**MATERIAL PROVIDED:**
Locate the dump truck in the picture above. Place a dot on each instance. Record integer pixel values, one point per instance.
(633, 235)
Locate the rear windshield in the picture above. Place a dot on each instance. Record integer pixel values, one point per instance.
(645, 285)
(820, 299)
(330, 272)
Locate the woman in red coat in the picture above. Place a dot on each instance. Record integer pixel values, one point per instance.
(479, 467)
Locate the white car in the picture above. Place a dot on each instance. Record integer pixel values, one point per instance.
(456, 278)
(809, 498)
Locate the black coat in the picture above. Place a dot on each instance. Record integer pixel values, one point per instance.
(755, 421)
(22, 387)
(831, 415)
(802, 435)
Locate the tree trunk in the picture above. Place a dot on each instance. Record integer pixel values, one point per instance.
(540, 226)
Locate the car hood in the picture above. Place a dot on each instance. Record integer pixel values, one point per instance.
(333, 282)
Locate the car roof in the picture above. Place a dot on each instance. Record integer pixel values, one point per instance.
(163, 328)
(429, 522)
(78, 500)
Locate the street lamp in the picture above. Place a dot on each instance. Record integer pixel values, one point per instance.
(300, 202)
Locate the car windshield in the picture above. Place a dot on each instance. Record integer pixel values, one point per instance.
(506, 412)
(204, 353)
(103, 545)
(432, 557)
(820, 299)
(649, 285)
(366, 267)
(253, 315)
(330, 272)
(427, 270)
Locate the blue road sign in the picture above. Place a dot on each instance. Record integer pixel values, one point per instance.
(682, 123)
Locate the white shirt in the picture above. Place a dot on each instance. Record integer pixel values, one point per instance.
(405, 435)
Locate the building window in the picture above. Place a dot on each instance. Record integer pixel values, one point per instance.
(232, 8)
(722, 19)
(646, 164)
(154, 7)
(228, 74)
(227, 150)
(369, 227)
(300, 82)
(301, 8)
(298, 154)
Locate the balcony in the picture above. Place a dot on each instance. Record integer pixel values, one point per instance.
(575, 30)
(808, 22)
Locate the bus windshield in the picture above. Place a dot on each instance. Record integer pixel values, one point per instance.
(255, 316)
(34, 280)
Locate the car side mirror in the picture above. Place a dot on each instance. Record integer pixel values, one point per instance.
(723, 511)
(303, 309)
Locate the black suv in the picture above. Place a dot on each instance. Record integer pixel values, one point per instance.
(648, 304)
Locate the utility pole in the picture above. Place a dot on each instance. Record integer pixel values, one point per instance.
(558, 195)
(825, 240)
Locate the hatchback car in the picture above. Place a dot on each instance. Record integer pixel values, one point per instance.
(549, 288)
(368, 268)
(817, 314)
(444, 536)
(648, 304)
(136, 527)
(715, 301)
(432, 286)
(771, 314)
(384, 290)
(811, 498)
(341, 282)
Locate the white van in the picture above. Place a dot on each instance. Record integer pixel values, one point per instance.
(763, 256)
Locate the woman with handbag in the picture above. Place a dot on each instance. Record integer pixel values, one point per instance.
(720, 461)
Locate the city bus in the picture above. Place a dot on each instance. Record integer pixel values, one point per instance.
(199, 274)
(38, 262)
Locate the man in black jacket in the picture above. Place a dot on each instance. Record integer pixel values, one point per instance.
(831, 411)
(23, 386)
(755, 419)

--

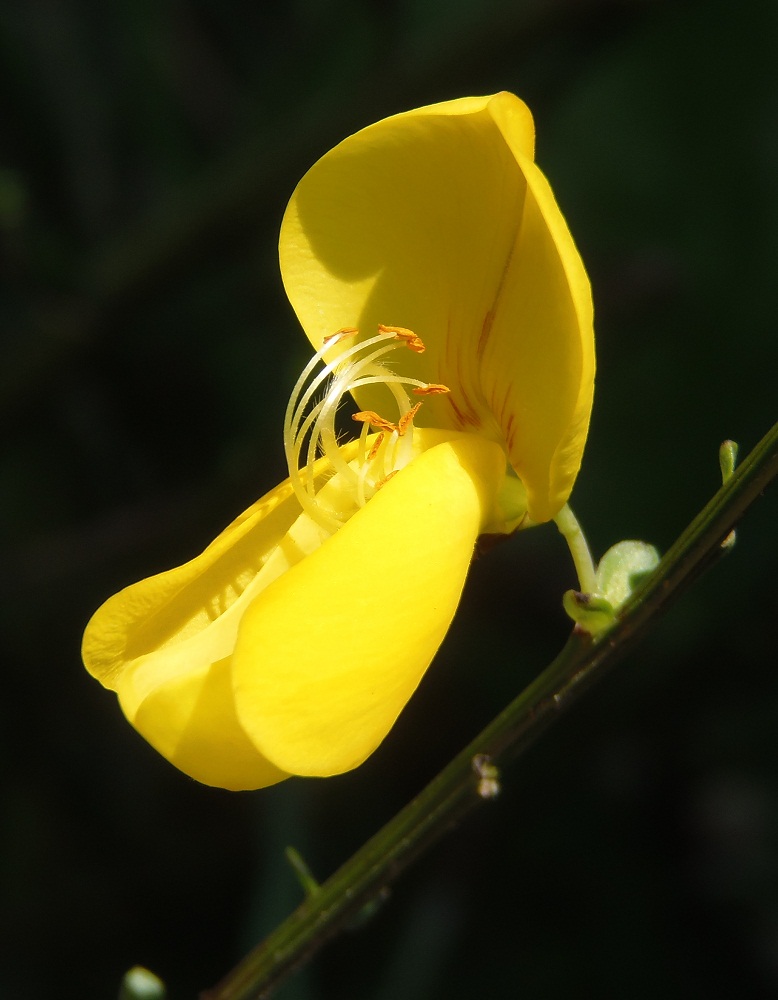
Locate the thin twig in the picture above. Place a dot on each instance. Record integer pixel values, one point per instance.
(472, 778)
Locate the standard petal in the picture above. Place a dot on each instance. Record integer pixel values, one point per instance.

...

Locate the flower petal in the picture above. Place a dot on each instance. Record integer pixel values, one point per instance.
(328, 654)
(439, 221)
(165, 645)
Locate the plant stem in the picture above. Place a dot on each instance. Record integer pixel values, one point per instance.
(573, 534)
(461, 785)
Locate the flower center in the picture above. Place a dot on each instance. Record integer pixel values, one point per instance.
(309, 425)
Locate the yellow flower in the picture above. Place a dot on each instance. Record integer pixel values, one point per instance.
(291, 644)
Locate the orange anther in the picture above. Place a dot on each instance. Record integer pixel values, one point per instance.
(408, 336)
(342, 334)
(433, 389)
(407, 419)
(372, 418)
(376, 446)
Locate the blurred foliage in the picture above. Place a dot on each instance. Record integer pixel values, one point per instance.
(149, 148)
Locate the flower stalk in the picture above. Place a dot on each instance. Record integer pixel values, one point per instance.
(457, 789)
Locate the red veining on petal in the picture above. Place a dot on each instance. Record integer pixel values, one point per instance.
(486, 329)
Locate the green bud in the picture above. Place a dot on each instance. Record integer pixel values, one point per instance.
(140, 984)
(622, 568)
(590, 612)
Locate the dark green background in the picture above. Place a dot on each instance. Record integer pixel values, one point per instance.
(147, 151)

**WHAT THE TASK REQUIRES:** Rewrite every line of the records between the line holding "Locate the thin" and the line holding "Locate the standard", inclusive, with each line kept in full. Shift every coordinate in the answers by adding 15 to each of its numbers.

**RESULT FOR THIS TASK:**
Locate the thin twig in the picture above. Place a dot on each instance. Record integer pixel values, one point per instance.
(487, 793)
Locate the standard petal in the picture above. Place a dot on each instance. Record integer pixel values, one point per instance.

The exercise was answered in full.